> WRITTEN PROBLEM
Pull out the lines of the records below verbatim, starting at the line that contains "Study the photograph above. For every instance of the straw" and continuing through the last line of the records. Include both the first and the last line.

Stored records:
....

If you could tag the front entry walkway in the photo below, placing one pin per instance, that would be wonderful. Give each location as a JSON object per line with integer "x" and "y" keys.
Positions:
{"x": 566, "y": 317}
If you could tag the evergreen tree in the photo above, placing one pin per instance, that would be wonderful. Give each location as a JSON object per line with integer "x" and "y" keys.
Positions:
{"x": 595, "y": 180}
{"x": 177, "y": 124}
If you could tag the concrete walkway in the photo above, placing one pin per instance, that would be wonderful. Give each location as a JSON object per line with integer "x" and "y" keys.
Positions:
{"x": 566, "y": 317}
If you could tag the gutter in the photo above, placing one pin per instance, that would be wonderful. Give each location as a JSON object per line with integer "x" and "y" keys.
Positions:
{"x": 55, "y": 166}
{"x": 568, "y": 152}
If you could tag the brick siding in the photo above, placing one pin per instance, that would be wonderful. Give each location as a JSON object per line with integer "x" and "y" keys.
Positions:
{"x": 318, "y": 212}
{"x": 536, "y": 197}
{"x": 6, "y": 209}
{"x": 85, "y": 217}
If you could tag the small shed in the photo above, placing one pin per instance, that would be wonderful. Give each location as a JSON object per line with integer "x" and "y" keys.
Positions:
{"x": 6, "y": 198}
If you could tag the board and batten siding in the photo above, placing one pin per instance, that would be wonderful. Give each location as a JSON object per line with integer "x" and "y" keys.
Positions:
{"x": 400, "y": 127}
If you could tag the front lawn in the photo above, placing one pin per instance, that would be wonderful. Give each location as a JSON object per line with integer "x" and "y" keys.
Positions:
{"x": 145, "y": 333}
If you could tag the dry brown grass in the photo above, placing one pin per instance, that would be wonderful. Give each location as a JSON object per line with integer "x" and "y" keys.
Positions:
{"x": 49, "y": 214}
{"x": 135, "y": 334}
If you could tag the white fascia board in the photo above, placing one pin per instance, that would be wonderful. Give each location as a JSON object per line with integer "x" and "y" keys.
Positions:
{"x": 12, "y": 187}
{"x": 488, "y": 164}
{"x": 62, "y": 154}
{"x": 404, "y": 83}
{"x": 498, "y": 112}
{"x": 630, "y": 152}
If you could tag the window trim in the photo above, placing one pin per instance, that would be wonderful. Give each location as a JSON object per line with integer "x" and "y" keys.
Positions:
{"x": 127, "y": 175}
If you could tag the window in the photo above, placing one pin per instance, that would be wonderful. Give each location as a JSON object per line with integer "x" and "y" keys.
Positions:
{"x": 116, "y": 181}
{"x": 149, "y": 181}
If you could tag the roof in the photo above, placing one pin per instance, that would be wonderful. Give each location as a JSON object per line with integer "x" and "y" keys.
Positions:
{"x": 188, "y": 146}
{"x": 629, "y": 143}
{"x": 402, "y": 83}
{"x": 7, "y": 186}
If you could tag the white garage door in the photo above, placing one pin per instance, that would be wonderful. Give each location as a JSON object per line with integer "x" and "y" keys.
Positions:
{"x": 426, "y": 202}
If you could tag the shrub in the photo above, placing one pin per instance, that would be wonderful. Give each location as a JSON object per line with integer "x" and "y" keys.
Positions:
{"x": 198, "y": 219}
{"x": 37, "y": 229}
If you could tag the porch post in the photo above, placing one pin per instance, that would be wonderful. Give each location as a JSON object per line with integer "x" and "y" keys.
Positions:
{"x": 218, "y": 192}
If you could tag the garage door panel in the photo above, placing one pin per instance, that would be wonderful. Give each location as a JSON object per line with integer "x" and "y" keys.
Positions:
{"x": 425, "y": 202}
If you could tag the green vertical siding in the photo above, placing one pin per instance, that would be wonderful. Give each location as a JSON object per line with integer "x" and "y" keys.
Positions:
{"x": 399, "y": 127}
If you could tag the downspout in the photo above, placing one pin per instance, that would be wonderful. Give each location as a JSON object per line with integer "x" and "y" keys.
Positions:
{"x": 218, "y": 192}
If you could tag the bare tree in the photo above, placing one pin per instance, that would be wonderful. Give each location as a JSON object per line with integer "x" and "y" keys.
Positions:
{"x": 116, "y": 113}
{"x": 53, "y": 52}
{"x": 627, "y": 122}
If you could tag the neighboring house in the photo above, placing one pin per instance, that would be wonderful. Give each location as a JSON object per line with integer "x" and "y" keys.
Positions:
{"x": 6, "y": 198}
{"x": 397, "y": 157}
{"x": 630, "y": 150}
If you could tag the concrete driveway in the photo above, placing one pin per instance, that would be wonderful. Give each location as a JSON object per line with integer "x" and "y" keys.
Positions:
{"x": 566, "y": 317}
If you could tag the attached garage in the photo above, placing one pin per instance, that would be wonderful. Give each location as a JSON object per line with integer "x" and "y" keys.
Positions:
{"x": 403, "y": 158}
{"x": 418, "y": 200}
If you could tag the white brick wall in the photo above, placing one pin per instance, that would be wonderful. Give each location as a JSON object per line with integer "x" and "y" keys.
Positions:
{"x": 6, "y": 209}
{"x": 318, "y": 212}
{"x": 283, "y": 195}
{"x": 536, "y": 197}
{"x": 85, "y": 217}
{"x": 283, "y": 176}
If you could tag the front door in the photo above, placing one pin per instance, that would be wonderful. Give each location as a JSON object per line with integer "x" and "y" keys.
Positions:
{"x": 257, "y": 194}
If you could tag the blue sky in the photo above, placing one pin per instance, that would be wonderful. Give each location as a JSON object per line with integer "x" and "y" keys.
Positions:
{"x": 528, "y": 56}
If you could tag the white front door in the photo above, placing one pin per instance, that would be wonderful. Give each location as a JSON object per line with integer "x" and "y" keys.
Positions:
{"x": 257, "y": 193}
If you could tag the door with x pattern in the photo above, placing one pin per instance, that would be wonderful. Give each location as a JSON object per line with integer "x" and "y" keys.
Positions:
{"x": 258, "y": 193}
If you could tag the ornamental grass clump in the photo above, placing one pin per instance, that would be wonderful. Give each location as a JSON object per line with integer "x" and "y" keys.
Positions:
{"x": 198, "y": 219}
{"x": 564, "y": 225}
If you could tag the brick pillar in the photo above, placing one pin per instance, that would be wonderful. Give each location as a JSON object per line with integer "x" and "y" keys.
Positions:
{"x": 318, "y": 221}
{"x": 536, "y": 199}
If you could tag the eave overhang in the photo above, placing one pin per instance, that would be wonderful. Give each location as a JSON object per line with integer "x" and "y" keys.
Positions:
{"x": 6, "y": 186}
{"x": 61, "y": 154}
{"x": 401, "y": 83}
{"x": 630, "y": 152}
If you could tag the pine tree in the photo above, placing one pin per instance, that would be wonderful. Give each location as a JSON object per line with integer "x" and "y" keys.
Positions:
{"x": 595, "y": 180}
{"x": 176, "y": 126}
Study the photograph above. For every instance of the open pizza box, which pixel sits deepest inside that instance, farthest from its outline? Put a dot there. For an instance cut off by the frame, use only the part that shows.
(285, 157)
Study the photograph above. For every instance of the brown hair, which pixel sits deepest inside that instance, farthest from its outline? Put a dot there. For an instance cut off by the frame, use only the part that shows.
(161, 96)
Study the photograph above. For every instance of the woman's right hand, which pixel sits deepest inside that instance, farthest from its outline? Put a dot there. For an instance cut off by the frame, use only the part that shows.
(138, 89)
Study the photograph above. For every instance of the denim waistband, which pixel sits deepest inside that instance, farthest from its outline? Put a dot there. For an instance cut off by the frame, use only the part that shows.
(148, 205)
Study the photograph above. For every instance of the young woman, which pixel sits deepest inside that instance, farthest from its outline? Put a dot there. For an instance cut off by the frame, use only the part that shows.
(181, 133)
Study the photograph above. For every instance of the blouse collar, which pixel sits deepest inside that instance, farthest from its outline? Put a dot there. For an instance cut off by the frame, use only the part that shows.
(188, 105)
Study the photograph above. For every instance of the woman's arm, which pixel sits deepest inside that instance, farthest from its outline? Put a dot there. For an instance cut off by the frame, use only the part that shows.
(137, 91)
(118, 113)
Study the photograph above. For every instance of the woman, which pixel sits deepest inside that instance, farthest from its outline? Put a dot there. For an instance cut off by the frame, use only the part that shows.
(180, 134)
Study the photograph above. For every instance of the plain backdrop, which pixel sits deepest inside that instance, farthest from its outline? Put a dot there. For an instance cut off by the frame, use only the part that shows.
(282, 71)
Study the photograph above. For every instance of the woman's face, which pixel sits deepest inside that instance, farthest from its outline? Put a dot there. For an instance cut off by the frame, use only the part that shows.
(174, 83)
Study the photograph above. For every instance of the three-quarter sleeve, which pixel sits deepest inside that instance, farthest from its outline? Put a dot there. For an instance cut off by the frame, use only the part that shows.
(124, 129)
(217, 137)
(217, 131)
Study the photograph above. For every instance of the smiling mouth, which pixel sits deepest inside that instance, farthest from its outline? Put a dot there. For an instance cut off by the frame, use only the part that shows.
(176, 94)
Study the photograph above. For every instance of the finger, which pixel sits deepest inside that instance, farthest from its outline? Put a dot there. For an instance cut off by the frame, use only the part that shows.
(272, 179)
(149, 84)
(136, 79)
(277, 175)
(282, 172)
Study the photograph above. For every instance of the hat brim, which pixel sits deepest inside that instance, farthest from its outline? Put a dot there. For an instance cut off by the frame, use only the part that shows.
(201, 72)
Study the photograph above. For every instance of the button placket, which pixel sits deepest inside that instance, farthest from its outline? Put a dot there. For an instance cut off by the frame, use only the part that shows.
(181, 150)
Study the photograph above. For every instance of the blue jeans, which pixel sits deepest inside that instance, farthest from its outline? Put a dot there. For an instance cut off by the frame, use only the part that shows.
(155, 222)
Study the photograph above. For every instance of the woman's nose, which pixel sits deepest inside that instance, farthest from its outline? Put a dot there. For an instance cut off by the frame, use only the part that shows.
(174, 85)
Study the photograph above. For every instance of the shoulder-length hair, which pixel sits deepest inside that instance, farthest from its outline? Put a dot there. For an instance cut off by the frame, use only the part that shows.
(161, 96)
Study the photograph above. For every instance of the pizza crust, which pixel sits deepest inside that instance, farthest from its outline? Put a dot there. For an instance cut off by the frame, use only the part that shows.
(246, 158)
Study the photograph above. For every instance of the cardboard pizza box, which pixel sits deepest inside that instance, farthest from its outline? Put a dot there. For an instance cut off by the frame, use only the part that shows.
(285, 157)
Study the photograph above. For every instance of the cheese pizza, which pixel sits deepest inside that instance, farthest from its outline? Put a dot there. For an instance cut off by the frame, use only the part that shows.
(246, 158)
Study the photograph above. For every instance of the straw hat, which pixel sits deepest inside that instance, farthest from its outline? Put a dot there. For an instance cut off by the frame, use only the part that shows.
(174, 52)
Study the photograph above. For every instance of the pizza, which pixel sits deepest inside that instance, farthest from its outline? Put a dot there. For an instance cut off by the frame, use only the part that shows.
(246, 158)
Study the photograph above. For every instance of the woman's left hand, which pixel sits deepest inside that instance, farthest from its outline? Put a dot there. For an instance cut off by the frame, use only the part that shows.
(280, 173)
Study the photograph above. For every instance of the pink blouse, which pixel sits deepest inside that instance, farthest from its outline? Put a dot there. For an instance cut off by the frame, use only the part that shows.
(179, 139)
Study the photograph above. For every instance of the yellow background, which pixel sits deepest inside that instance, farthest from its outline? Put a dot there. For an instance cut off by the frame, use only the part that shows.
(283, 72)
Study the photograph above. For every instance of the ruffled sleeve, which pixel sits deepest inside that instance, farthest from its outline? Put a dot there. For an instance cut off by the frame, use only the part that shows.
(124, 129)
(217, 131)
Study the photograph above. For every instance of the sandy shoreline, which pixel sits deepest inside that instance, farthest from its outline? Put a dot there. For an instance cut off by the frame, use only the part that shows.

....

> THE RESULT
Study the photograph above. For every instance of the straw hat, which pixel sits deepest inside that instance, farthest from its outline? Put a dot there. For an instance cut off by the frame, use only the part that shows.
(174, 52)
Study the photograph above. For every instance of the pizza, which pixel sits deepest inside that instance, farthest from its outline? Put a dot there. For an instance cut off by the frame, use only the part that shows.
(246, 158)
Study the photograph above. For every instance of the woman's left hand, which pixel sits deepest inside that instance, farthest from its outline? Put a dot there. For an instance cut off by the frame, use only the part that shows.
(280, 173)
Study the photograph above. For every instance of the pink blouse, which pixel sits deepest inside that instance, farthest from its outline? Put a dot there. For an instance cut off by the frame, use only the part that shows.
(179, 139)
Study the photograph above. For every instance of the yellow background, which pixel sits deepest inside that instance, farthest from its outline? Put a dot there. For an instance cut off by the frame, use only the part that shows.
(283, 72)
Study the photograph above. For every instance of the ruffled sleeve, which pixel sits deepest inside that instance, farthest from its outline? Put a dot there. For an instance cut off by the frame, use only the part that shows.
(124, 129)
(217, 131)
Study the photograph above. For every instance of the sandy shoreline, which pixel sits deepest inside that instance, farthest from its outline? Put a dot there. For an instance cut off by the frame, use only the part that shows.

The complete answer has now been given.